Gary Hamel is a sought-after speaker and advisor who has led change initiatives in many of the world’s most significant companies — work that has created billions of dollars in revenue and market value. His speaking and consulting work centers on the challenge of building tomorrow’s advantages today. Key topics include:

From Employees to Entrepreneurs: How to Build an Organization that Can Outrun Change

Gary Hamel believes entrepreneurship is the world’s most powerful force for creating progress and prosperity. As a long-term resident of Silicon Valley, Hamel has advised numerous startups, and has helped large companies master the art of entrepreneurship at scale.

Entrepreneurship isn’t just about creating new businesses; it’s about searching relentlessly for better solutions, doing more with less, and focusing obsessively on the customer. Unfortunately, as organizations grow, they lose their entrepreneurial zeal. Over time, they move from offense to defense, from exploring to exploiting, from breaking new ground to plowing old furrows ever deeper. As this happens, their most dynamic employees migrate elsewhere. But none of this is inevitable.

Many management experts believe it’s impossible for large organizations to be entrepreneurial at their core. Hamel disagrees. He’s proven that it’s possible to rekindle the spirit of entrepreneurship in any organization, however complex or staid. One standout example is Haier, the world’s leading appliance maker. For three years, Hamel served as Haier’s Chief Transformation Officer and partnered with Chairman Zhang Ruimin in building an organization where everyone has the skills, freedom and incentives to think and act like an entrepreneur. To achieve this, Haier divided a 50,000-person organization into 4,000 business units, reassigned 10,000 middle managers to customer-facing roles, substantially shrank its central staff groups, and used technology to optimize coordination across its operating units. Today, Haier is widely acknowledged to be one of the world’s most radically and electively managed companies.

A series of entries:
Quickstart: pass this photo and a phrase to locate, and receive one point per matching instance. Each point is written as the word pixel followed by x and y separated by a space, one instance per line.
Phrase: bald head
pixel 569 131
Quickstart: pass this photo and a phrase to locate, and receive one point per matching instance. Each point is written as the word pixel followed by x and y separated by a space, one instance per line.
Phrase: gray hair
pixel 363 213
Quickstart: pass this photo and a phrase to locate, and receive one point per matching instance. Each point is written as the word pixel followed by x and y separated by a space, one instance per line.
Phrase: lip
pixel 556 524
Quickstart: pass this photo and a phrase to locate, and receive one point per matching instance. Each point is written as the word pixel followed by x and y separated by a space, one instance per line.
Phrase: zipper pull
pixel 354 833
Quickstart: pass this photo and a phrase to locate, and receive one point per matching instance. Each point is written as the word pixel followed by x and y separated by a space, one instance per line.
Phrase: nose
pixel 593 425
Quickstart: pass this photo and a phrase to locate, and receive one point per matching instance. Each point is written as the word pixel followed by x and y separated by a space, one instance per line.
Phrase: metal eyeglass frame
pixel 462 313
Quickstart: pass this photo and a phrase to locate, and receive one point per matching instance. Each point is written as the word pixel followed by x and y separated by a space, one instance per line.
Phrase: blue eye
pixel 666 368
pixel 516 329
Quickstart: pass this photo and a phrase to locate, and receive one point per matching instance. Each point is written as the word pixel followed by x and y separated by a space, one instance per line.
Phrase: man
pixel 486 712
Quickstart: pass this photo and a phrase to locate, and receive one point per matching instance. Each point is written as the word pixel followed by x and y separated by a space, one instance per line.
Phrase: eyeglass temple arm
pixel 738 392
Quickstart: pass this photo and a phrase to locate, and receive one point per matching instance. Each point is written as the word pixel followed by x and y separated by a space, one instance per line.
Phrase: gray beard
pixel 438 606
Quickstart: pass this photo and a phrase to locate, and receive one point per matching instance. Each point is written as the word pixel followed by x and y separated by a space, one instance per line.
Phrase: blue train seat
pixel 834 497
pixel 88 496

[WORK INSTRUCTIONS]:
(a) In the Gary Hamel profile, into how many business units did Haier divide its 50,000-person organization?
(b) Extend the Gary Hamel profile, picking up right after its final sentence about Haier.
The entries aren't required for any of the tasks.

[ANSWERS GIVEN]:
(a) 4,000 business units.

(b)
Hamel believes every organization must become an entrepreneurial platform — or risk missing the future. Critical steps include raising aspirations, enlarging frontline decision rights, training employees to think like business people, pushing P&L responsibility to the front lines, making everyone accountable to customers, and achieving coordination through collaboration rather than centralization.

Reimagining Work: Hacking Bureaucracy for Agility and Engagement

In “Humanocracy,” Gary Hamel’s Wall Street Journal bestseller, he observes that while human beings are resilient, creative and passion-filled, most businesses aren’t. As a rule, large organizations are inertial, incremental and (often) inhuman. (On the last point, it’s worth noting that only 20% of employees around the world are fully engaged in their work.) These disabilities, what Hamel calls “core incompetencies,” are the product of bureaucracy — the top-down, rule-choked, management structures that disempower employees, over-value conformance, blur accountability and sap productivity.

Hamel’s indictment of bureaucracy is backed up by extensive evidence. For example, between 1983 and 2022, the number of managers and administrators in the US workforce grew by 131%, while employment in all other job categories grew by a meager 39%. Hamel estimates that an excess of bureaucracy costs the global economy more than $18 trillion per year in lost output — and notes that every organization pays its share of this “bureaucratic tax.”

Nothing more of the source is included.